- _TASK REQUIREMENTS_: Swap "Reply in the form" for "Answer in the format" in the data from its start up to and including the line with "(0, 795), (544, 952)", and write those lines out again with nothing else changed. Leave the pictures out of your answer.

---------- DATASET ENTRIES

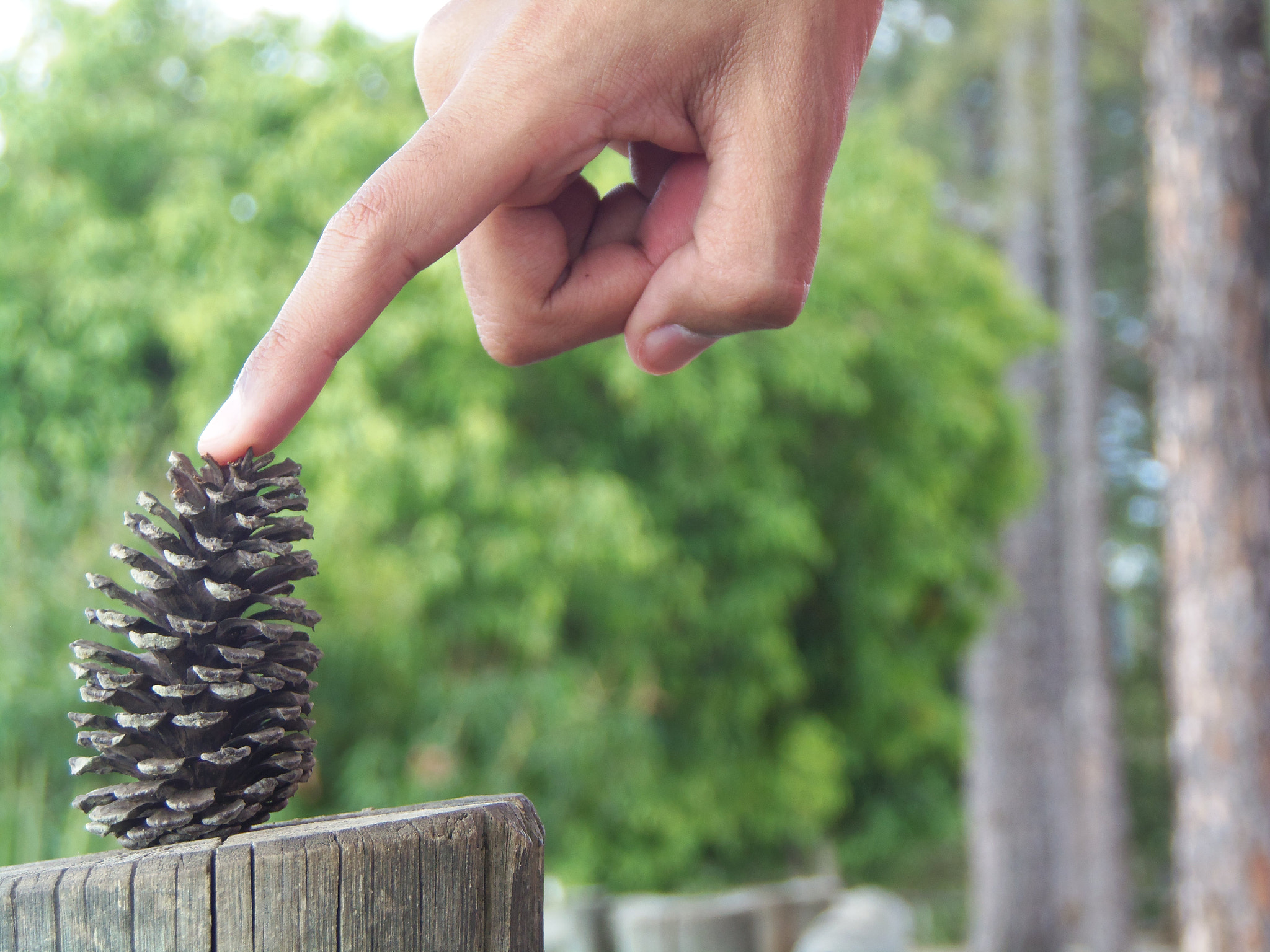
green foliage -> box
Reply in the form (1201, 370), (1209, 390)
(0, 0), (1041, 889)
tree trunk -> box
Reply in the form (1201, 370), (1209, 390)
(1147, 0), (1270, 952)
(967, 0), (1067, 952)
(1050, 0), (1128, 952)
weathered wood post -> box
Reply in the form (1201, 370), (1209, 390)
(0, 793), (544, 952)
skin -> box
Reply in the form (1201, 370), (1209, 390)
(198, 0), (881, 462)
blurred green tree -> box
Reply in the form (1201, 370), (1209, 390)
(0, 0), (1044, 889)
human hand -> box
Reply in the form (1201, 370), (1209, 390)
(198, 0), (881, 461)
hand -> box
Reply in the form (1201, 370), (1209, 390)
(198, 0), (881, 461)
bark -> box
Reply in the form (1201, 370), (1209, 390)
(1050, 0), (1128, 952)
(967, 0), (1068, 952)
(1147, 0), (1270, 952)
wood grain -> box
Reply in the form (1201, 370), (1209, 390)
(0, 795), (544, 952)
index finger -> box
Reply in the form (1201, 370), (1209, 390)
(198, 87), (540, 462)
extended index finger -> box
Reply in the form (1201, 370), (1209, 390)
(198, 89), (537, 462)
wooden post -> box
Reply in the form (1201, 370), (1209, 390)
(0, 793), (542, 952)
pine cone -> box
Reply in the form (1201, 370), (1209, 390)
(69, 451), (321, 848)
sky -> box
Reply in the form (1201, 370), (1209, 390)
(0, 0), (446, 60)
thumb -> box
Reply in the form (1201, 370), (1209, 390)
(626, 112), (836, 373)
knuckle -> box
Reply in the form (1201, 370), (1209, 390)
(476, 315), (542, 367)
(319, 183), (390, 262)
(710, 270), (808, 330)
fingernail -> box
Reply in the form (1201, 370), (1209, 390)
(198, 387), (242, 453)
(641, 324), (719, 373)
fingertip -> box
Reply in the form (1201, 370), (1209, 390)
(626, 324), (719, 376)
(198, 389), (250, 464)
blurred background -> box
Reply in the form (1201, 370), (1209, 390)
(0, 0), (1172, 948)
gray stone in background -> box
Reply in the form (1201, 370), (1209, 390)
(794, 886), (913, 952)
(545, 876), (842, 952)
(0, 793), (542, 952)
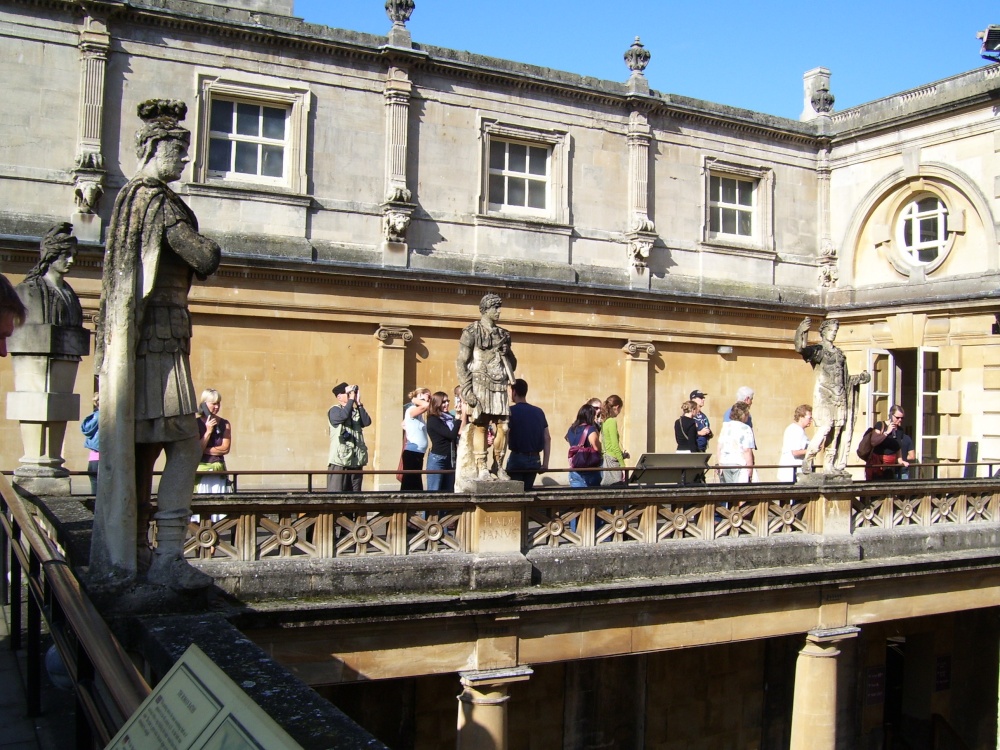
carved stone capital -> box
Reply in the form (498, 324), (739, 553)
(73, 171), (104, 214)
(382, 182), (413, 204)
(625, 232), (656, 271)
(622, 340), (656, 360)
(382, 203), (414, 243)
(375, 325), (413, 349)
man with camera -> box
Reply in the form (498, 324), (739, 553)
(326, 383), (372, 492)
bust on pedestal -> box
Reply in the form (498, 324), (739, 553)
(7, 223), (90, 495)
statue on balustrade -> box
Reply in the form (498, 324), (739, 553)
(7, 222), (90, 494)
(455, 294), (517, 484)
(794, 318), (871, 483)
(90, 99), (221, 590)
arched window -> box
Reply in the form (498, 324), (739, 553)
(898, 195), (948, 265)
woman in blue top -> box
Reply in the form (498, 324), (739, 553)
(399, 388), (431, 492)
(566, 404), (602, 487)
(427, 391), (460, 492)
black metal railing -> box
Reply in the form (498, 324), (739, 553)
(0, 477), (150, 748)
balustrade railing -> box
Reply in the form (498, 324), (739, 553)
(185, 479), (1000, 561)
(0, 477), (150, 747)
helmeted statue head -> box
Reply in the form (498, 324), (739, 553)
(25, 221), (77, 280)
(479, 292), (503, 314)
(135, 99), (191, 164)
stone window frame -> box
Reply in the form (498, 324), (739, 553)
(874, 178), (965, 278)
(701, 156), (775, 254)
(194, 72), (312, 195)
(478, 117), (570, 226)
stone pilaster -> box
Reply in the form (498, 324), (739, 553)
(71, 12), (111, 242)
(625, 111), (656, 289)
(456, 667), (532, 750)
(816, 141), (840, 289)
(622, 341), (656, 462)
(382, 67), (414, 266)
(370, 325), (413, 490)
(789, 627), (861, 750)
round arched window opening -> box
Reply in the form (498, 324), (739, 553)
(898, 194), (948, 265)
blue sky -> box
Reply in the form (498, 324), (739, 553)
(295, 0), (1000, 119)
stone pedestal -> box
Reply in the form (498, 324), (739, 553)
(789, 627), (860, 750)
(795, 470), (854, 489)
(456, 667), (532, 750)
(7, 324), (90, 484)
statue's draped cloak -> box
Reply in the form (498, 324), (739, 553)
(90, 177), (219, 577)
(459, 321), (517, 422)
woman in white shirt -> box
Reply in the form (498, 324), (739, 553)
(778, 404), (812, 482)
(719, 401), (754, 484)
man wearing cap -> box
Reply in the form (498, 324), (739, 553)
(326, 383), (372, 492)
(689, 389), (712, 453)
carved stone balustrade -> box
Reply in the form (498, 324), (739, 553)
(131, 480), (1000, 598)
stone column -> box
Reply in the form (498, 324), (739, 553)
(455, 667), (532, 750)
(370, 325), (413, 490)
(71, 11), (111, 242)
(622, 341), (656, 462)
(382, 67), (414, 266)
(789, 627), (861, 750)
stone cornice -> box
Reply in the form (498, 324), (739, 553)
(830, 64), (1000, 145)
(18, 0), (817, 148)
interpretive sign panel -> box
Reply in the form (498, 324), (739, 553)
(108, 644), (301, 750)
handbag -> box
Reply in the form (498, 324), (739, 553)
(567, 428), (602, 469)
(601, 453), (625, 487)
(858, 427), (875, 461)
(396, 432), (406, 482)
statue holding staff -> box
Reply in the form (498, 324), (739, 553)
(455, 293), (517, 480)
(90, 99), (221, 590)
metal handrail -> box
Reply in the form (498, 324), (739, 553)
(0, 477), (150, 747)
(9, 461), (1000, 496)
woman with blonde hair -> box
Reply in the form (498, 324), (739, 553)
(194, 388), (233, 495)
(719, 401), (754, 484)
(399, 388), (431, 492)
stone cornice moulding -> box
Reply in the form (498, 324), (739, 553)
(35, 0), (819, 148)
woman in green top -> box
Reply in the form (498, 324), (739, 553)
(601, 394), (628, 484)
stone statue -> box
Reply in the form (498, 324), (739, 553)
(455, 294), (517, 480)
(7, 222), (90, 494)
(795, 318), (871, 481)
(90, 99), (221, 590)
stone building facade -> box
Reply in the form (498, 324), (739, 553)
(0, 0), (1000, 486)
(0, 0), (1000, 747)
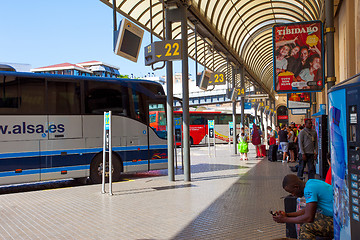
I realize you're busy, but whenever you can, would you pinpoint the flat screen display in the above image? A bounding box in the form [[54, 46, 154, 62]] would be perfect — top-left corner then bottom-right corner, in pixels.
[[120, 29, 141, 58]]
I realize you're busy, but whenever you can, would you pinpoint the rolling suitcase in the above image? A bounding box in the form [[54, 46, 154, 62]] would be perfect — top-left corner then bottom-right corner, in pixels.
[[268, 144, 278, 162]]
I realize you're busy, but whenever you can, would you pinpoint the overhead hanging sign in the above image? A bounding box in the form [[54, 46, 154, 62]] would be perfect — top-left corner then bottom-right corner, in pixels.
[[209, 72, 226, 85], [145, 39, 182, 66], [273, 21, 324, 93], [287, 92, 311, 109]]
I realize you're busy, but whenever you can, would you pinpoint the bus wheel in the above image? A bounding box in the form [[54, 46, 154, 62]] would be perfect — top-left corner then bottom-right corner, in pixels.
[[90, 153, 122, 183]]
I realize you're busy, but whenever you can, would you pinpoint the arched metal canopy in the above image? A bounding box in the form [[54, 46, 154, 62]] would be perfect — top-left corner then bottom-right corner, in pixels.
[[101, 0, 324, 97]]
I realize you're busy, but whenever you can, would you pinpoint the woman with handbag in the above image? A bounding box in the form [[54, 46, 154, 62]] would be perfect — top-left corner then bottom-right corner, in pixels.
[[238, 131, 249, 161]]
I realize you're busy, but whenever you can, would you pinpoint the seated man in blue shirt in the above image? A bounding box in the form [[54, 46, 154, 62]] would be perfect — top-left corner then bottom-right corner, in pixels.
[[273, 174, 334, 239]]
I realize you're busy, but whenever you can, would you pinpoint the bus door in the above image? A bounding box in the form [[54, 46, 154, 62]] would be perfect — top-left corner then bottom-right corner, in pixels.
[[40, 80, 89, 180], [148, 101, 167, 170]]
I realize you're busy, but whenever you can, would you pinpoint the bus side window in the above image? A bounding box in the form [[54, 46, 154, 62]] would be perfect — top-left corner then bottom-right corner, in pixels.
[[0, 76, 19, 113], [18, 78, 46, 114], [132, 89, 147, 123], [47, 81, 80, 114], [85, 81, 130, 116]]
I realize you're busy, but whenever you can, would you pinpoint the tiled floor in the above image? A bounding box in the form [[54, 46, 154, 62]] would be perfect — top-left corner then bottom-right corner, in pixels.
[[0, 145, 290, 240]]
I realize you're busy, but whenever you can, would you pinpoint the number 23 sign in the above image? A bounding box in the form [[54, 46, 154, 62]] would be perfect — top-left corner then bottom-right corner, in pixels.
[[209, 72, 226, 85]]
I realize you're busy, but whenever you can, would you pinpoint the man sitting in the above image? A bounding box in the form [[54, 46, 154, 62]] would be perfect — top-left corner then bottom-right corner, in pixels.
[[273, 174, 334, 239]]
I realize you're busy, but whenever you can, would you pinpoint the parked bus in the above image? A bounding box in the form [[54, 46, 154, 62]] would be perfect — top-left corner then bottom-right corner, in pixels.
[[174, 111, 254, 145], [0, 71, 167, 184]]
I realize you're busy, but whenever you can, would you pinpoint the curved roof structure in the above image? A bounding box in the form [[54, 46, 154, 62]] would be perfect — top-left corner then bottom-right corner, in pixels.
[[101, 0, 324, 96]]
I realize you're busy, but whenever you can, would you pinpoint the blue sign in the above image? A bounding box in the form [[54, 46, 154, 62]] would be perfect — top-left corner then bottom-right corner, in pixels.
[[104, 112, 110, 130]]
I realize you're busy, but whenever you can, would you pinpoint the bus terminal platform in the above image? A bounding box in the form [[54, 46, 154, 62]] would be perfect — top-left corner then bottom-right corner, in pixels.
[[0, 144, 291, 240]]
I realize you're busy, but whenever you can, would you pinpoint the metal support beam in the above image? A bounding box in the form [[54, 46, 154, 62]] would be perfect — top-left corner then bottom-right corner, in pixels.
[[180, 5, 191, 182], [324, 0, 336, 90], [231, 67, 237, 154], [165, 9, 175, 181]]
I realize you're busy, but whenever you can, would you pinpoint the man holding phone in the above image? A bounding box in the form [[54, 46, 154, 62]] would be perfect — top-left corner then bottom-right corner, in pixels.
[[270, 174, 334, 239], [297, 118, 318, 179]]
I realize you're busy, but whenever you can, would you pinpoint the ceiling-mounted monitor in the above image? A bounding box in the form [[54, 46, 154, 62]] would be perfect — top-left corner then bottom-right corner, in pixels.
[[114, 18, 144, 62]]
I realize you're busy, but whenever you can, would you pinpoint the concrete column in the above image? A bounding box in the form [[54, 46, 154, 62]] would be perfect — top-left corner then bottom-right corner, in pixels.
[[180, 5, 191, 182], [165, 9, 175, 181]]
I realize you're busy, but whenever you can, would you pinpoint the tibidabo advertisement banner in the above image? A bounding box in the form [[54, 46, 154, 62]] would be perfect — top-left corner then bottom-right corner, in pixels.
[[287, 92, 311, 109], [273, 21, 324, 93]]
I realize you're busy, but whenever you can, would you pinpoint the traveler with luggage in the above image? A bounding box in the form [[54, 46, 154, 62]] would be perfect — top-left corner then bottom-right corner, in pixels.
[[251, 126, 264, 158], [238, 128, 249, 161], [278, 124, 289, 162]]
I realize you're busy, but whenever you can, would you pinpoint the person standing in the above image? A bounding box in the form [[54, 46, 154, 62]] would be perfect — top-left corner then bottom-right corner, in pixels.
[[251, 126, 263, 158], [287, 126, 295, 162], [278, 124, 289, 162], [238, 128, 249, 161], [297, 118, 318, 179]]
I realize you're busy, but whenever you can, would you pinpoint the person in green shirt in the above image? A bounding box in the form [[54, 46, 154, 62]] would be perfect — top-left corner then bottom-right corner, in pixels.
[[273, 174, 334, 240]]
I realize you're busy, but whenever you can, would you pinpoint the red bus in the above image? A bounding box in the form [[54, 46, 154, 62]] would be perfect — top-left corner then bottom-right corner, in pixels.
[[149, 111, 254, 145], [174, 111, 254, 145]]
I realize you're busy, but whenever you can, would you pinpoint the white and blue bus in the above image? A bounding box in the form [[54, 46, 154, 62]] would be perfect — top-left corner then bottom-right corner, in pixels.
[[0, 71, 167, 185]]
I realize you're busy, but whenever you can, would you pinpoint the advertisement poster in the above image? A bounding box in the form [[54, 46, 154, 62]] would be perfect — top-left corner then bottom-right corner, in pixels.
[[287, 92, 311, 109], [291, 108, 307, 115], [273, 21, 324, 93]]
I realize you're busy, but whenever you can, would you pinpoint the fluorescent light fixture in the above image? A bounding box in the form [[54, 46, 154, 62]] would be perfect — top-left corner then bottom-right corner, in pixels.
[[166, 2, 178, 10], [204, 38, 212, 46], [219, 52, 226, 58], [188, 20, 195, 29]]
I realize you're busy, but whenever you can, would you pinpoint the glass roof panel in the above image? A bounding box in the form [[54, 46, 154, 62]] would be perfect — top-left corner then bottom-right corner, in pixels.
[[100, 0, 323, 93]]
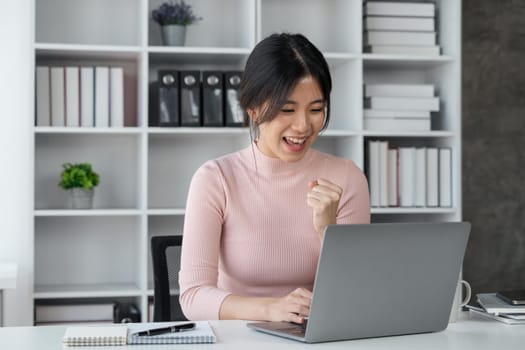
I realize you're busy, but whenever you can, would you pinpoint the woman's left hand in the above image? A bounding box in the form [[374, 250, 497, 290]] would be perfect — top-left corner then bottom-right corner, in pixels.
[[306, 179, 343, 238]]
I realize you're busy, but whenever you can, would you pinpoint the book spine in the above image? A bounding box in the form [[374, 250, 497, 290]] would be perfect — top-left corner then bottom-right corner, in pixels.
[[426, 147, 439, 207], [95, 66, 109, 127], [414, 148, 427, 207], [439, 148, 452, 207], [35, 66, 51, 126], [379, 141, 389, 207], [388, 148, 399, 207], [51, 67, 66, 126], [80, 67, 95, 127], [65, 67, 80, 127], [399, 147, 416, 207], [368, 141, 380, 207], [109, 67, 124, 127]]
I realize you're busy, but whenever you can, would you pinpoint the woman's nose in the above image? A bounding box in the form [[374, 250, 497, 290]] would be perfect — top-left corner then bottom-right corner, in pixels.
[[292, 112, 310, 131]]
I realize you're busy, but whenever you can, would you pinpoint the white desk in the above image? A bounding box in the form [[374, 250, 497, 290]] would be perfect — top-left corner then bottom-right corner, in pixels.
[[0, 312, 525, 350], [0, 263, 18, 327]]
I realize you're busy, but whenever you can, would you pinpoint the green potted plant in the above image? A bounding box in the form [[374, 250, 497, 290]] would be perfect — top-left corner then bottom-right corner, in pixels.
[[151, 0, 202, 46], [58, 163, 100, 209]]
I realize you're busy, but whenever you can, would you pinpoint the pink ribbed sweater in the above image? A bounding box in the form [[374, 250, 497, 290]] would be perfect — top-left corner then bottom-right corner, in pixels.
[[179, 144, 370, 320]]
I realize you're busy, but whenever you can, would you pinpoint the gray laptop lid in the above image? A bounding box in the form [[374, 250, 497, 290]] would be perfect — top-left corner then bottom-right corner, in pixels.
[[251, 222, 470, 342]]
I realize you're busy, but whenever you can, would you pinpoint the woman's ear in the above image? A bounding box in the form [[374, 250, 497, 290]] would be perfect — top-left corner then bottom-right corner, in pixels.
[[246, 108, 257, 124]]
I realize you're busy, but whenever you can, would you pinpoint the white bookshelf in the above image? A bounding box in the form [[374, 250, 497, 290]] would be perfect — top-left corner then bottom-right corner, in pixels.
[[33, 0, 461, 321]]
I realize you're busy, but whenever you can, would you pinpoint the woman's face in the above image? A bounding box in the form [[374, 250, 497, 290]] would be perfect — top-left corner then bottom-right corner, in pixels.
[[251, 76, 325, 162]]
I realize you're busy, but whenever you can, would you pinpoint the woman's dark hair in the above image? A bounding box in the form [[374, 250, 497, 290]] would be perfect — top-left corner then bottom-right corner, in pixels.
[[239, 33, 332, 134]]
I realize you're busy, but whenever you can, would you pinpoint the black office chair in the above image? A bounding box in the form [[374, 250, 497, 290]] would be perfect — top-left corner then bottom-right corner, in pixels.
[[151, 236, 187, 322]]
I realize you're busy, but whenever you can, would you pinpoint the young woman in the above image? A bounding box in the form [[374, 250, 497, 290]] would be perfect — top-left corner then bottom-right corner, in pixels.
[[179, 34, 370, 323]]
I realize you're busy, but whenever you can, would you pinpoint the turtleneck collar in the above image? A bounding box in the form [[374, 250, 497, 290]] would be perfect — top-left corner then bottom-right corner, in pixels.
[[241, 142, 315, 175]]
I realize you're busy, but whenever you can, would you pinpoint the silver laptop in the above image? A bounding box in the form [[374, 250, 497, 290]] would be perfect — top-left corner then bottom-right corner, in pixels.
[[248, 222, 470, 343]]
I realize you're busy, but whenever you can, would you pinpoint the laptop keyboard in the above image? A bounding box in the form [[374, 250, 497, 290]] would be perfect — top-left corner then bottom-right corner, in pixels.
[[276, 323, 306, 337]]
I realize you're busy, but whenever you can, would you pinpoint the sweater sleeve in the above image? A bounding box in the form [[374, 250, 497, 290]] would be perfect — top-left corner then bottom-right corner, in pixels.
[[336, 163, 370, 224], [179, 162, 230, 320]]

--------------------

- _EXPECTED ANSWER_:
green foliage -> box
Answer in the format (1201, 370), (1209, 390)
(0, 0), (1041, 889)
tree trunk -> box
Answer in the format (1201, 370), (1209, 390)
(1147, 0), (1270, 952)
(967, 0), (1067, 952)
(1050, 0), (1128, 952)
weathered wood post -> box
Answer in the format (1201, 370), (1209, 390)
(0, 793), (544, 952)
skin -> box
Answer in the format (1201, 370), (1209, 390)
(198, 0), (881, 462)
blurred green tree -> box
Answer in the format (1201, 370), (1209, 390)
(0, 0), (1044, 889)
human hand -> box
Answer in the format (1201, 370), (1209, 390)
(198, 0), (881, 461)
hand -> box
Answer in the format (1201, 370), (1209, 390)
(198, 0), (881, 461)
bark -> box
Answer in the format (1201, 370), (1209, 390)
(1050, 0), (1128, 952)
(967, 0), (1068, 952)
(1147, 0), (1270, 952)
wood grain -> box
Answer in the format (1201, 370), (1209, 390)
(0, 795), (544, 952)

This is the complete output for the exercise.